▶ [WHAT YOU SHOULD DO] List every line of the records that contains the word "shirt".

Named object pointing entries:
● ● ●

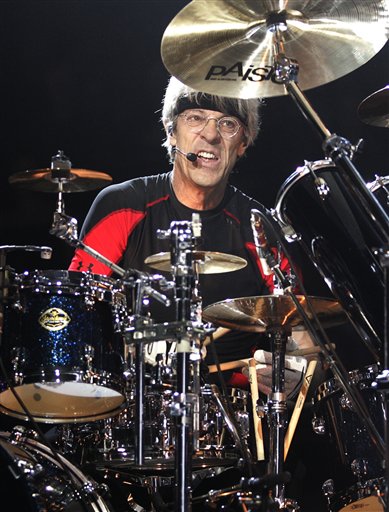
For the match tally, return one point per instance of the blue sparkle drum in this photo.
(62, 348)
(35, 479)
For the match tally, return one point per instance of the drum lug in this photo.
(345, 403)
(18, 359)
(360, 467)
(318, 425)
(328, 488)
(89, 353)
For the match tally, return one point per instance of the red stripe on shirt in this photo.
(109, 238)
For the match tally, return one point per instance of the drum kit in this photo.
(73, 343)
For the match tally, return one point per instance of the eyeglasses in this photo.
(227, 126)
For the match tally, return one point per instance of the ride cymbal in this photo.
(227, 47)
(206, 262)
(73, 180)
(374, 109)
(256, 314)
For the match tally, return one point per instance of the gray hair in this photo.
(246, 110)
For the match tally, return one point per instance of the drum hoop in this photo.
(299, 173)
(73, 281)
(379, 182)
(78, 478)
(331, 385)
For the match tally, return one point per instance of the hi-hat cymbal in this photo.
(206, 262)
(374, 109)
(256, 314)
(76, 180)
(226, 47)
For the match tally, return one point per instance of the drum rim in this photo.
(71, 281)
(331, 386)
(290, 181)
(31, 448)
(379, 182)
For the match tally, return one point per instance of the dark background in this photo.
(87, 77)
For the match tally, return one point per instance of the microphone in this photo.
(261, 242)
(192, 157)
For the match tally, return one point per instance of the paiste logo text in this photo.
(237, 72)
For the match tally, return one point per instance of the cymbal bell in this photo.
(256, 314)
(227, 48)
(374, 109)
(76, 180)
(206, 262)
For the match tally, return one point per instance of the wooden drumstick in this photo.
(309, 350)
(299, 405)
(254, 399)
(230, 365)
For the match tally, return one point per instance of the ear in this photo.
(170, 135)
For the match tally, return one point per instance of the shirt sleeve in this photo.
(107, 227)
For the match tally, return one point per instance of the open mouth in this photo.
(205, 155)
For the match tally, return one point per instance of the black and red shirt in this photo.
(122, 225)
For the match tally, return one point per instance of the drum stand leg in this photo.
(276, 411)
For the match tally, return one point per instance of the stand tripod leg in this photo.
(256, 418)
(299, 405)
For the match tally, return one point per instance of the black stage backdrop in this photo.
(86, 77)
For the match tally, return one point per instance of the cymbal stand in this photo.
(285, 285)
(183, 238)
(341, 152)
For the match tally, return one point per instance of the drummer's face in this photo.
(216, 153)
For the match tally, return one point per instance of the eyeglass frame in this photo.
(208, 118)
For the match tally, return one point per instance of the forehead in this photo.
(206, 112)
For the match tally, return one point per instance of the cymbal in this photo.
(42, 180)
(256, 314)
(374, 109)
(226, 48)
(206, 262)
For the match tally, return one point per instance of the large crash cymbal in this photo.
(206, 262)
(74, 180)
(225, 47)
(374, 109)
(256, 314)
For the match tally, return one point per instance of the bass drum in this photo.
(340, 238)
(358, 456)
(62, 347)
(35, 481)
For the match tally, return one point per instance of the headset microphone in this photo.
(192, 157)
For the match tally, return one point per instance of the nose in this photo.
(210, 130)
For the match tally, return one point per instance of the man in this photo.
(205, 136)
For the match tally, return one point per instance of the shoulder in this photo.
(143, 186)
(242, 201)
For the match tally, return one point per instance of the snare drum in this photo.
(356, 452)
(339, 236)
(62, 347)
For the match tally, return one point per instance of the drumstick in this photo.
(256, 418)
(308, 351)
(299, 405)
(229, 365)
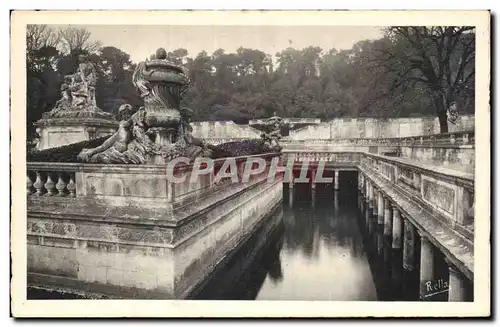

● ● ●

▶ [RESULT]
For the match tally, return one point per instance of the red stripe on shirt in this photo.
For the match tally, return one point per instance of the shirt sleeve in this photo.
For the match tally, return one point per instance of the black and red shirt in this photo.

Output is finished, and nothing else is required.